Return all of the entries exactly, with nothing added or left out.

— BEGIN EXCERPTED RECORDS —

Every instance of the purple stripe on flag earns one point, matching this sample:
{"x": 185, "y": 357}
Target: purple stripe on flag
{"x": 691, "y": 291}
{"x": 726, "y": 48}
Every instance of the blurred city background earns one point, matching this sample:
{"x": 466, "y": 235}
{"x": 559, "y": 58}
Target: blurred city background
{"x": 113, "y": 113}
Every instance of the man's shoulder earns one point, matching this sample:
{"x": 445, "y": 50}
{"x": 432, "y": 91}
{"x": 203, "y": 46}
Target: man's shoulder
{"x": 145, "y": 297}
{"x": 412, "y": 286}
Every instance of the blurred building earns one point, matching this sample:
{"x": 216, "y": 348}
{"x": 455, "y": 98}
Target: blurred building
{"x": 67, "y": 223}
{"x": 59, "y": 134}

— END EXCERPTED RECORDS —

__FINAL ANSWER__.
Every instance of the purple stripe on flag earns one point, matching this sample:
{"x": 185, "y": 357}
Target: purple stripe on flag
{"x": 691, "y": 291}
{"x": 726, "y": 48}
Every instance of the blurred city background earns one point, matching this sample:
{"x": 466, "y": 235}
{"x": 559, "y": 58}
Target: blurred city background
{"x": 113, "y": 113}
Every instance of the man's shoulder earns one point, matching this sample:
{"x": 445, "y": 50}
{"x": 432, "y": 91}
{"x": 203, "y": 46}
Target: man's shoulder
{"x": 145, "y": 297}
{"x": 412, "y": 286}
Every instance of the blurred building earns one point, matching this sample:
{"x": 216, "y": 348}
{"x": 455, "y": 98}
Target: blurred building
{"x": 67, "y": 223}
{"x": 59, "y": 134}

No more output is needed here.